This is a testing string that does work

Exercise 3 (Dan)


In [43]:
import anagram_sets
import shelve

def store_anagrams(filename):
    shelf = shelve.open(filename, 'c')
    d = anagram_sets.all_anagrams('words.txt')
    for word, word_list in d.iteritems():
        shelf[word] =  word_list
    shelf.close()

def read_anagrams(filename, word):
    shelf = shelve.open(filename)
    sig = signature(word)
    try:
        return shelf[sig]
    except KeyError:
        return []

In [44]:
store_anagrams('anagrams.db')

In [50]:
read_anagrams('anagrams.db', 'cat')


Out[50]:
['act', 'cat']

Exercise 4 (Liu)


In [61]:
import os

def walk(workdir):
   """
   'walk' take a specified Folder and return all the files in a List within it.
   """
   list_all_files = []
   for root, dirs, files in os.walk(workdir, topdown=True):
       for name in files:
           list_all_files.append(os.path.join(root, name))
   return list_all_files

def make_md5sum(list_files, suffix):
   """
   'make_md5sum' take a List of files and a suffix, then return a dictonary with the md5sums 
   of the files with the specified sufix as the keys
   """

******************************

Written exercise A
Quote the Python exercises text word for word, starting at "d = anagram_sets.all_anagrams('words.txt')" and ending at "shelf = shelve.open(filename)".
Written exercise B
Continue the Python exercises text from the point where it stops.

Record excerpts
******************************

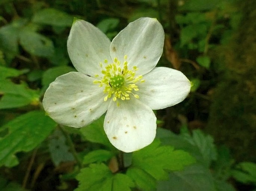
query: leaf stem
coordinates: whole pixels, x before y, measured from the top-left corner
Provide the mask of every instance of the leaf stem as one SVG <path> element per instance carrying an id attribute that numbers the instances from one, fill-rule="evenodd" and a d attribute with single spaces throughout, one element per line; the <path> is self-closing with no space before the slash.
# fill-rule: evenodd
<path id="1" fill-rule="evenodd" d="M 67 132 L 66 130 L 64 128 L 64 127 L 61 125 L 58 125 L 59 129 L 61 131 L 61 132 L 65 136 L 66 139 L 67 140 L 67 141 L 68 144 L 70 146 L 70 152 L 72 153 L 73 156 L 74 156 L 75 160 L 77 163 L 77 164 L 79 166 L 80 168 L 83 168 L 83 163 L 82 161 L 79 158 L 79 157 L 77 154 L 77 153 L 75 150 L 75 146 L 74 144 L 74 143 L 71 139 L 70 136 L 69 134 Z"/>

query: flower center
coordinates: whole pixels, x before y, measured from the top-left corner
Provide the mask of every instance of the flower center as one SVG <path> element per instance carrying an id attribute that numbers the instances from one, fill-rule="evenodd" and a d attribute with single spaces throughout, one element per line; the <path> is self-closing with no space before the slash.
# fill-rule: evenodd
<path id="1" fill-rule="evenodd" d="M 99 87 L 105 86 L 103 92 L 106 95 L 104 101 L 106 101 L 112 97 L 113 101 L 117 101 L 117 106 L 120 105 L 120 100 L 129 100 L 130 95 L 139 99 L 139 96 L 133 93 L 139 90 L 136 84 L 145 81 L 142 79 L 142 76 L 135 77 L 136 71 L 138 70 L 137 67 L 135 66 L 132 69 L 128 69 L 127 55 L 125 55 L 124 58 L 124 61 L 122 66 L 120 66 L 120 61 L 117 58 L 115 58 L 114 62 L 111 64 L 109 64 L 106 59 L 104 64 L 100 63 L 101 73 L 104 76 L 100 80 L 93 81 L 95 84 L 99 84 Z M 99 76 L 98 74 L 95 75 L 96 78 Z"/>

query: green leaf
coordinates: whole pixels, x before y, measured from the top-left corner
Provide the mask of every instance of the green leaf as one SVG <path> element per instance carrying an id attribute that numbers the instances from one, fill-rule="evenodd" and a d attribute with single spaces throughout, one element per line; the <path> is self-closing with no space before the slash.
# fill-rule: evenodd
<path id="1" fill-rule="evenodd" d="M 187 166 L 184 170 L 173 172 L 169 179 L 159 182 L 157 191 L 216 191 L 210 171 L 198 164 Z"/>
<path id="2" fill-rule="evenodd" d="M 44 86 L 43 89 L 46 90 L 50 84 L 57 77 L 70 71 L 75 71 L 73 68 L 66 66 L 57 66 L 48 69 L 43 74 L 42 85 Z"/>
<path id="3" fill-rule="evenodd" d="M 163 144 L 188 152 L 207 168 L 212 160 L 216 159 L 217 152 L 213 139 L 209 135 L 204 135 L 200 130 L 193 131 L 192 136 L 188 134 L 177 135 L 161 128 L 157 132 L 157 137 Z"/>
<path id="4" fill-rule="evenodd" d="M 119 19 L 115 18 L 105 19 L 101 20 L 96 26 L 104 33 L 106 34 L 109 31 L 115 29 L 119 22 Z"/>
<path id="5" fill-rule="evenodd" d="M 103 149 L 95 150 L 87 153 L 84 157 L 83 163 L 84 165 L 94 162 L 105 162 L 113 156 L 110 151 Z"/>
<path id="6" fill-rule="evenodd" d="M 15 154 L 27 152 L 37 146 L 56 127 L 56 123 L 44 112 L 33 111 L 22 115 L 0 127 L 8 134 L 0 138 L 0 166 L 11 167 L 18 164 Z"/>
<path id="7" fill-rule="evenodd" d="M 51 40 L 27 28 L 21 31 L 19 38 L 21 46 L 31 54 L 47 57 L 54 52 Z"/>
<path id="8" fill-rule="evenodd" d="M 105 165 L 91 164 L 81 170 L 77 179 L 79 185 L 75 191 L 130 191 L 132 181 L 126 175 L 112 174 Z"/>
<path id="9" fill-rule="evenodd" d="M 30 89 L 24 82 L 15 84 L 10 80 L 0 80 L 0 109 L 37 105 L 39 91 Z"/>
<path id="10" fill-rule="evenodd" d="M 33 22 L 40 24 L 58 26 L 71 26 L 73 17 L 65 12 L 55 9 L 44 9 L 36 13 L 32 19 Z"/>
<path id="11" fill-rule="evenodd" d="M 209 69 L 211 59 L 208 56 L 200 56 L 197 58 L 197 61 L 202 66 Z"/>
<path id="12" fill-rule="evenodd" d="M 190 91 L 192 92 L 195 92 L 199 87 L 201 81 L 198 78 L 193 78 L 190 80 L 190 82 L 192 85 L 191 87 Z"/>
<path id="13" fill-rule="evenodd" d="M 236 169 L 231 173 L 237 180 L 245 184 L 253 182 L 256 185 L 256 163 L 241 162 L 236 166 Z"/>
<path id="14" fill-rule="evenodd" d="M 133 153 L 132 166 L 141 168 L 157 180 L 166 178 L 165 170 L 179 171 L 195 162 L 188 153 L 174 150 L 170 146 L 160 146 L 159 140 L 155 140 L 148 146 Z"/>
<path id="15" fill-rule="evenodd" d="M 126 175 L 135 182 L 136 188 L 144 191 L 151 191 L 156 187 L 157 181 L 143 170 L 136 167 L 128 168 Z"/>
<path id="16" fill-rule="evenodd" d="M 81 128 L 80 131 L 87 140 L 101 144 L 112 149 L 114 147 L 108 140 L 103 128 L 105 118 L 105 116 L 102 115 L 89 125 Z"/>
<path id="17" fill-rule="evenodd" d="M 51 137 L 48 146 L 55 165 L 57 166 L 62 162 L 74 161 L 75 159 L 68 151 L 69 148 L 66 144 L 66 138 L 61 131 L 55 131 Z"/>
<path id="18" fill-rule="evenodd" d="M 0 47 L 10 53 L 18 54 L 19 31 L 26 22 L 26 19 L 18 19 L 0 28 Z"/>
<path id="19" fill-rule="evenodd" d="M 210 135 L 205 135 L 199 130 L 194 130 L 190 143 L 199 149 L 204 164 L 209 166 L 212 160 L 217 159 L 217 151 L 213 139 Z"/>

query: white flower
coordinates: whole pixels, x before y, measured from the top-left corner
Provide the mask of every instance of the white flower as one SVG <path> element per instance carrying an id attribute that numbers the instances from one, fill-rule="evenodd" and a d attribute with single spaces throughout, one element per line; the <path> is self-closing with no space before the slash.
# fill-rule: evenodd
<path id="1" fill-rule="evenodd" d="M 190 90 L 180 71 L 155 68 L 164 39 L 155 19 L 130 23 L 112 42 L 90 23 L 76 19 L 67 47 L 78 72 L 50 84 L 43 101 L 46 112 L 59 124 L 80 128 L 107 110 L 104 129 L 115 147 L 129 152 L 149 145 L 157 127 L 152 109 L 181 102 Z"/>

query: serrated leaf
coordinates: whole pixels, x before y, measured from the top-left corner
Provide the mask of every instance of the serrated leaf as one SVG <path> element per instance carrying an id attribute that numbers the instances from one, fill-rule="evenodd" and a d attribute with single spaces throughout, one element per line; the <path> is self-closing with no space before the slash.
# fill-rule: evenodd
<path id="1" fill-rule="evenodd" d="M 105 117 L 104 115 L 102 115 L 89 125 L 81 128 L 80 130 L 87 140 L 113 148 L 114 146 L 110 143 L 103 128 Z"/>
<path id="2" fill-rule="evenodd" d="M 196 164 L 180 171 L 172 172 L 169 179 L 159 182 L 157 191 L 216 191 L 210 171 Z"/>
<path id="3" fill-rule="evenodd" d="M 29 89 L 24 82 L 16 84 L 7 80 L 0 80 L 0 109 L 37 105 L 39 99 L 38 90 Z"/>
<path id="4" fill-rule="evenodd" d="M 83 163 L 84 165 L 94 162 L 105 162 L 113 156 L 110 151 L 103 149 L 95 150 L 88 153 L 84 157 Z"/>
<path id="5" fill-rule="evenodd" d="M 200 130 L 193 132 L 193 136 L 189 134 L 177 135 L 170 131 L 158 128 L 157 137 L 159 137 L 164 144 L 188 152 L 198 162 L 208 168 L 212 160 L 216 160 L 217 157 L 213 139 L 209 135 L 204 135 Z"/>
<path id="6" fill-rule="evenodd" d="M 75 71 L 73 68 L 66 66 L 53 67 L 48 69 L 43 74 L 42 85 L 44 86 L 43 88 L 46 90 L 49 85 L 58 76 L 70 71 Z"/>
<path id="7" fill-rule="evenodd" d="M 55 131 L 51 138 L 48 146 L 52 159 L 55 166 L 58 166 L 62 162 L 74 160 L 73 155 L 69 152 L 69 148 L 66 144 L 66 138 L 61 131 Z"/>
<path id="8" fill-rule="evenodd" d="M 253 182 L 256 184 L 256 163 L 241 162 L 236 166 L 236 169 L 231 171 L 235 179 L 243 183 Z"/>
<path id="9" fill-rule="evenodd" d="M 212 160 L 217 159 L 217 151 L 213 139 L 210 135 L 205 135 L 199 130 L 193 131 L 192 138 L 190 143 L 199 149 L 204 164 L 206 166 L 209 166 Z"/>
<path id="10" fill-rule="evenodd" d="M 136 188 L 144 191 L 154 190 L 156 187 L 157 181 L 150 175 L 144 170 L 136 167 L 128 168 L 126 175 L 135 182 Z"/>
<path id="11" fill-rule="evenodd" d="M 54 52 L 54 47 L 50 39 L 27 29 L 19 33 L 20 43 L 23 48 L 32 55 L 49 57 Z"/>
<path id="12" fill-rule="evenodd" d="M 20 115 L 0 127 L 8 133 L 0 138 L 0 166 L 8 167 L 19 163 L 15 154 L 27 152 L 43 141 L 56 126 L 56 123 L 44 112 L 33 111 Z"/>
<path id="13" fill-rule="evenodd" d="M 211 59 L 207 56 L 200 56 L 197 58 L 197 61 L 202 66 L 209 69 Z"/>
<path id="14" fill-rule="evenodd" d="M 91 164 L 81 170 L 77 179 L 79 185 L 75 191 L 130 191 L 132 181 L 124 174 L 113 174 L 105 165 Z"/>
<path id="15" fill-rule="evenodd" d="M 71 26 L 73 17 L 65 12 L 52 8 L 40 10 L 33 17 L 33 22 L 58 26 Z"/>
<path id="16" fill-rule="evenodd" d="M 134 152 L 132 166 L 142 169 L 157 180 L 166 178 L 165 170 L 179 171 L 194 163 L 194 159 L 183 150 L 174 150 L 170 146 L 160 146 L 159 140 L 155 140 L 148 146 Z"/>

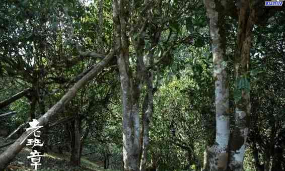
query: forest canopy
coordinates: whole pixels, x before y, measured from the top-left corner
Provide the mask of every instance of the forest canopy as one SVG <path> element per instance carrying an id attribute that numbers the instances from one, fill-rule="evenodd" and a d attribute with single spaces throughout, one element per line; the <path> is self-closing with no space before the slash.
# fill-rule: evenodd
<path id="1" fill-rule="evenodd" d="M 272 2 L 2 0 L 0 170 L 285 170 Z"/>

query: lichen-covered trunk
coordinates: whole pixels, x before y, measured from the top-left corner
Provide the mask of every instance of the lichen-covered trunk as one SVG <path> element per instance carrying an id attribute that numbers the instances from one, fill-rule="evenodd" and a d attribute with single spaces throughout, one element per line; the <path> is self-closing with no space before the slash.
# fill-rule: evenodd
<path id="1" fill-rule="evenodd" d="M 151 38 L 151 49 L 149 53 L 149 64 L 152 67 L 154 63 L 154 51 L 155 48 L 158 43 L 160 38 L 160 31 L 153 30 L 154 34 Z M 144 40 L 143 40 L 144 41 Z M 142 49 L 142 47 L 141 49 Z M 142 58 L 143 55 L 142 55 Z M 141 61 L 143 62 L 143 61 Z M 154 91 L 153 91 L 153 81 L 154 81 L 154 71 L 152 69 L 147 71 L 145 69 L 144 63 L 141 64 L 141 69 L 145 71 L 145 81 L 147 83 L 147 94 L 146 95 L 145 101 L 142 106 L 142 125 L 141 126 L 141 148 L 140 162 L 139 170 L 145 171 L 147 166 L 147 160 L 148 157 L 148 150 L 150 144 L 149 132 L 150 123 L 151 122 L 153 113 L 154 108 Z"/>
<path id="2" fill-rule="evenodd" d="M 149 132 L 150 123 L 153 115 L 153 73 L 152 71 L 149 72 L 149 77 L 148 80 L 148 94 L 146 96 L 145 107 L 142 109 L 142 125 L 141 138 L 141 156 L 140 159 L 140 165 L 139 170 L 140 171 L 146 170 L 147 164 L 147 157 L 148 150 L 149 145 Z"/>
<path id="3" fill-rule="evenodd" d="M 242 171 L 250 114 L 249 59 L 254 10 L 242 0 L 239 16 L 235 59 L 235 125 L 230 142 L 230 170 Z"/>
<path id="4" fill-rule="evenodd" d="M 39 123 L 38 126 L 46 125 L 51 118 L 55 114 L 60 111 L 65 105 L 75 97 L 77 91 L 86 85 L 89 80 L 95 77 L 103 68 L 106 66 L 114 57 L 113 49 L 109 54 L 86 74 L 77 81 L 68 92 L 52 107 L 47 111 L 44 115 L 38 119 Z M 25 132 L 12 145 L 10 145 L 4 152 L 0 155 L 0 170 L 4 170 L 9 163 L 14 158 L 16 155 L 25 147 L 27 138 L 32 130 Z M 21 143 L 22 142 L 24 142 Z"/>
<path id="5" fill-rule="evenodd" d="M 228 145 L 230 137 L 229 86 L 227 79 L 227 61 L 225 55 L 225 32 L 221 4 L 213 0 L 204 0 L 210 19 L 212 39 L 213 73 L 215 80 L 216 115 L 216 143 L 209 148 L 206 170 L 225 170 L 228 159 Z"/>
<path id="6" fill-rule="evenodd" d="M 133 78 L 129 66 L 127 25 L 129 15 L 128 1 L 113 1 L 113 20 L 117 61 L 121 82 L 124 170 L 138 169 L 140 149 L 139 84 Z"/>

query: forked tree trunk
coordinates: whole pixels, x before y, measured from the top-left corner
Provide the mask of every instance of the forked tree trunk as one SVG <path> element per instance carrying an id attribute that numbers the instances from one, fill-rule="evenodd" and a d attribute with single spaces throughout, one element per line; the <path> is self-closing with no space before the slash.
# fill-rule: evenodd
<path id="1" fill-rule="evenodd" d="M 77 91 L 86 84 L 89 80 L 95 77 L 103 68 L 113 59 L 114 51 L 113 49 L 108 55 L 100 62 L 94 66 L 89 72 L 76 82 L 68 91 L 61 98 L 55 105 L 50 108 L 45 114 L 38 119 L 39 122 L 38 126 L 46 125 L 51 117 L 60 111 L 62 108 L 76 95 Z M 25 132 L 17 141 L 8 147 L 0 155 L 0 170 L 3 170 L 14 159 L 16 155 L 25 146 L 27 137 L 32 132 L 32 130 Z M 21 142 L 23 141 L 21 144 Z"/>
<path id="2" fill-rule="evenodd" d="M 229 85 L 227 79 L 227 60 L 224 15 L 222 5 L 214 0 L 204 0 L 210 19 L 213 73 L 215 80 L 216 137 L 215 144 L 208 149 L 208 168 L 206 170 L 225 170 L 228 165 L 228 145 L 230 137 Z"/>
<path id="3" fill-rule="evenodd" d="M 242 171 L 250 114 L 249 60 L 254 9 L 241 1 L 235 59 L 236 77 L 235 126 L 230 142 L 229 170 Z"/>

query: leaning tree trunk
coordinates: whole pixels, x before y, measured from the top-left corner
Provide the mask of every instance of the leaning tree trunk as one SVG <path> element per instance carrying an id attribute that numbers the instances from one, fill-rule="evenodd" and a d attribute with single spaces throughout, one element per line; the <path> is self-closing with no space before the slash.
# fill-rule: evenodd
<path id="1" fill-rule="evenodd" d="M 229 85 L 225 55 L 226 35 L 222 5 L 214 0 L 204 0 L 210 19 L 213 73 L 215 80 L 216 137 L 215 144 L 208 149 L 206 170 L 225 170 L 228 164 L 230 137 Z M 218 8 L 219 7 L 219 8 Z"/>
<path id="2" fill-rule="evenodd" d="M 0 109 L 3 108 L 6 106 L 8 106 L 16 100 L 22 98 L 22 97 L 26 95 L 31 91 L 31 88 L 24 90 L 21 92 L 16 94 L 15 95 L 11 96 L 11 97 L 0 102 Z"/>
<path id="3" fill-rule="evenodd" d="M 77 91 L 86 84 L 89 80 L 95 77 L 103 68 L 106 66 L 113 59 L 114 51 L 113 49 L 108 55 L 104 58 L 100 63 L 93 66 L 93 68 L 86 75 L 77 82 L 61 98 L 55 105 L 50 108 L 45 114 L 38 119 L 39 123 L 38 126 L 46 125 L 50 118 L 55 114 L 60 111 L 62 108 L 69 102 L 75 96 Z M 13 159 L 16 155 L 25 146 L 27 137 L 29 134 L 32 133 L 32 130 L 25 132 L 15 142 L 8 147 L 5 151 L 0 155 L 0 170 L 3 170 Z M 21 144 L 21 142 L 24 142 Z"/>
<path id="4" fill-rule="evenodd" d="M 235 60 L 236 87 L 235 126 L 230 142 L 230 170 L 243 169 L 245 146 L 250 114 L 249 59 L 254 9 L 250 2 L 242 0 L 237 33 L 237 48 Z"/>

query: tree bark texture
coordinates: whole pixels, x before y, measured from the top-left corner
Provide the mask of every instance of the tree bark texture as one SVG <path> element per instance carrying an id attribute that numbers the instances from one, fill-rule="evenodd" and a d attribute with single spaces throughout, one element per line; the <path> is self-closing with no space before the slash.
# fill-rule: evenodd
<path id="1" fill-rule="evenodd" d="M 129 63 L 129 41 L 126 25 L 129 2 L 114 1 L 113 19 L 115 49 L 121 81 L 122 106 L 123 153 L 124 170 L 138 170 L 139 153 L 139 90 L 134 84 Z"/>
<path id="2" fill-rule="evenodd" d="M 230 138 L 229 85 L 227 80 L 227 60 L 225 55 L 226 41 L 224 15 L 221 2 L 204 0 L 210 19 L 210 33 L 212 39 L 213 73 L 215 80 L 216 115 L 216 142 L 209 148 L 208 168 L 206 170 L 225 170 L 228 161 L 228 143 Z"/>
<path id="3" fill-rule="evenodd" d="M 241 1 L 235 59 L 235 125 L 230 141 L 229 169 L 242 171 L 250 115 L 249 59 L 255 10 L 250 2 Z"/>
<path id="4" fill-rule="evenodd" d="M 70 163 L 73 165 L 80 165 L 81 149 L 81 120 L 78 115 L 75 117 L 72 122 L 73 127 L 72 132 L 71 155 Z"/>
<path id="5" fill-rule="evenodd" d="M 61 98 L 55 105 L 49 109 L 45 114 L 38 119 L 39 123 L 38 126 L 46 125 L 50 118 L 56 113 L 59 112 L 62 108 L 76 96 L 77 91 L 86 85 L 89 81 L 93 79 L 96 75 L 105 67 L 113 59 L 114 51 L 113 49 L 108 55 L 100 62 L 96 64 L 94 67 L 87 74 L 76 82 Z M 0 155 L 0 170 L 4 170 L 9 163 L 13 159 L 16 155 L 25 146 L 27 136 L 32 132 L 32 130 L 25 132 L 15 143 L 8 147 L 5 151 Z M 24 143 L 21 143 L 24 141 Z"/>

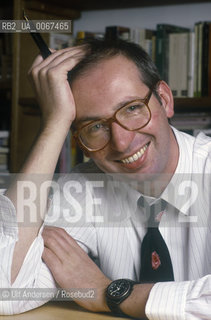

******************************

Exercise result A
d = anagram_sets.all_anagrams('words.txt')
    for word, word_list in d.iteritems():
        shelf[word] =  word_list
    shelf.close()

def read_anagrams(filename, word):
    shelf = shelve.open(filename)

Exercise result B
   d_md5sum = {}
   for each_file in list_files:
       if not each_file.endswith(suffix):
           continue
       cmd_md5 = 'md5 ' + each_file
       fp = os.popen(cmd_md5)
       res = fp.read()
       fp.close()
       md5_sum = res.strip().split(' ')[-1]
       if md5_sum not in d_md5sum:
           d_md5sum[md5_sum] = [each_file]
       else:
           d_md5sum[md5_sum].append(each_file)
   return d_md5sum

def find_duplicates (dict_md5sum):
   """
   'find_duplicates' take a Dictionary of md5sum and output those with more than 1 files attached to it
   """
   for each_md5sum in dict_md5sum:
       if len(dict_md5sum[each_md5sum]) > 1:
           print 'Dups found with md5sum "' + each_md5sum + '":'
           for each_file in dict_md5sum[each_md5sum]:
               print '\t' + each_file


Dups found with md5sum "d41d8cd98f00b204e9800998ecf8427e":
	/Users/dr9/Developer/team-code/python-club/notebooks/a.txt
	/Users/dr9/Developer/team-code/python-club/notebooks/output.txt
	/Users/dr9/Developer/team-code/python-club/notebooks/test.txt

In [66]:
!echo testing > testing.txt
!cp testing.txt testing_dup.txt
all_files = walk(os.getcwd())
dict_md5sum = make_md5sum(all_files, '.txt')
find_duplicates(dict_md5sum)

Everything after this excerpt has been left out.